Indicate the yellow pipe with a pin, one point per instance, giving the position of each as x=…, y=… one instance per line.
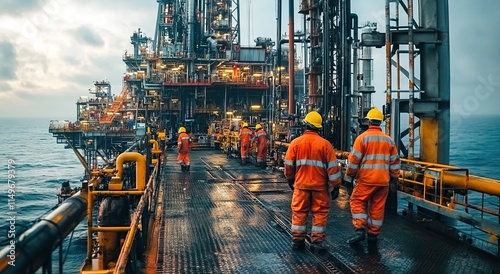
x=109, y=228
x=476, y=183
x=140, y=167
x=156, y=146
x=481, y=184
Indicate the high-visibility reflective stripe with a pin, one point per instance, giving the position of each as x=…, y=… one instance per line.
x=375, y=222
x=351, y=165
x=357, y=153
x=359, y=216
x=377, y=157
x=395, y=167
x=299, y=227
x=317, y=229
x=333, y=177
x=333, y=164
x=377, y=138
x=305, y=162
x=374, y=166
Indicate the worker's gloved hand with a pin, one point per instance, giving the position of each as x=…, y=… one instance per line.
x=335, y=192
x=349, y=186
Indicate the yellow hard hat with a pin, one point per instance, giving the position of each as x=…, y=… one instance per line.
x=313, y=119
x=375, y=114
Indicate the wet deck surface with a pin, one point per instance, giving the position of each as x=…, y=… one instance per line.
x=225, y=218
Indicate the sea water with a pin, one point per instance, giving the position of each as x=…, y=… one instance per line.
x=40, y=165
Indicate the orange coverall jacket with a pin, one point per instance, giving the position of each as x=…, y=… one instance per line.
x=374, y=158
x=261, y=144
x=246, y=137
x=311, y=162
x=183, y=146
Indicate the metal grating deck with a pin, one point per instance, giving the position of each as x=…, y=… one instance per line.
x=225, y=218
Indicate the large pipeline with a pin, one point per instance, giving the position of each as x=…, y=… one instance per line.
x=34, y=247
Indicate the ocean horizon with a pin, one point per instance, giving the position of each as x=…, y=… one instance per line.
x=40, y=166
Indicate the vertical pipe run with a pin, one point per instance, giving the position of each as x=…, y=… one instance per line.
x=411, y=114
x=355, y=83
x=398, y=59
x=306, y=63
x=278, y=34
x=291, y=58
x=388, y=58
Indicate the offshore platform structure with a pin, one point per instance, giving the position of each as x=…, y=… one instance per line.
x=201, y=71
x=195, y=73
x=339, y=83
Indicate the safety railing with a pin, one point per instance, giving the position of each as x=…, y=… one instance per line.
x=454, y=193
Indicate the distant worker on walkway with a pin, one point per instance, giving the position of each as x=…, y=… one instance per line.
x=374, y=163
x=245, y=137
x=261, y=140
x=311, y=169
x=183, y=142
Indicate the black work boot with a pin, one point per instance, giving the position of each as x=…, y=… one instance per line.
x=298, y=245
x=359, y=236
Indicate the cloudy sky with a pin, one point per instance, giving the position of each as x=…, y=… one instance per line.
x=52, y=50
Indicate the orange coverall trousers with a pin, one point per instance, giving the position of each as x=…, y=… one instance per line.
x=316, y=202
x=367, y=207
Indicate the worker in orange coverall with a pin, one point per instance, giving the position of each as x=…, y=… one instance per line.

◆ **Task**
Convert every entry above into a numbered list with no blank lines, and leave the picture out of it.

◆ **Exercise response**
1. Indicate the yellow pipe with a pin, one point per instance, giving the position of each as x=…, y=… one instance per line.
2. x=109, y=228
3. x=476, y=183
4. x=140, y=167
5. x=156, y=146
6. x=481, y=184
7. Indicate the high-visibility reflective stripe with a pin, one point per instance, giving the position of each as x=…, y=… one instance per line.
8. x=375, y=222
9. x=351, y=165
10. x=357, y=153
11. x=359, y=216
12. x=377, y=157
13. x=395, y=167
14. x=299, y=227
15. x=317, y=229
16. x=333, y=177
17. x=333, y=164
18. x=377, y=138
19. x=305, y=162
20. x=374, y=166
21. Indicate the worker's gloved hand with a pin, one point per instance, giving the position of each as x=…, y=… one instance per line.
22. x=335, y=192
23. x=349, y=186
24. Indicate the yellow hard hat with a pin, one point per instance, giving the position of each as x=…, y=… one instance per line.
25. x=313, y=119
26. x=375, y=114
27. Indicate the wet deck surface with a pin, one point per instance, giving the position of each as x=…, y=… one instance per line.
28. x=225, y=218
29. Indicate the sea water with a pin, one point per instance, giving the position of each as x=…, y=… one instance per line.
30. x=40, y=165
31. Indicate the orange coverall jacket with a pin, one point per instance, giving the position of each as x=…, y=… one instance per line.
32. x=374, y=158
33. x=261, y=144
34. x=246, y=137
35. x=311, y=162
36. x=183, y=146
37. Indicate the metal grating deck with a pin, one point per instance, giving the position of each as x=…, y=… one instance per line.
38. x=225, y=218
39. Indicate the large pipeline with a pin, one point per instance, giving the position of each as x=…, y=… one instance per line.
40. x=34, y=247
41. Indicate the ocean horizon with a pin, one point per instance, giving the position of each as x=…, y=… one instance per line.
42. x=40, y=166
43. Indicate the vertical pipe run with a pin, one point per instance, giving the position of each as x=…, y=… one instance per line.
44. x=411, y=114
45. x=355, y=83
46. x=398, y=59
47. x=306, y=63
48. x=278, y=34
49. x=291, y=58
50. x=388, y=58
51. Indicate the offshore platform structure with a pin, one point per instance, giving the position of each as x=…, y=… one instance per line.
52. x=201, y=71
53. x=195, y=73
54. x=339, y=83
55. Indicate the safety railing with a pin, one point per instance, giving the position of each as x=…, y=… one instance per line.
56. x=454, y=193
57. Indicate the distant worker on walkway with a pin, one point per instance, giving the position of each as x=…, y=… one instance per line.
58. x=374, y=163
59. x=245, y=137
60. x=261, y=140
61. x=311, y=169
62. x=183, y=142
63. Indicate the black work boot with a pin, one point per instance, giving the position of each as x=…, y=… one instance per line.
64. x=298, y=245
65. x=359, y=236
66. Indicate the cloudy sky with a pin, one point per instance, giving the position of each as x=…, y=… one instance per line.
67. x=52, y=50
68. Indicate the orange coverall trousers with a pin, one point per instance, giving the position of each as x=…, y=… one instance per line.
69. x=316, y=202
70. x=367, y=207
71. Indicate the worker in orange coverall with a pin, one point per instance, giving the position of each as x=…, y=… one instance per line.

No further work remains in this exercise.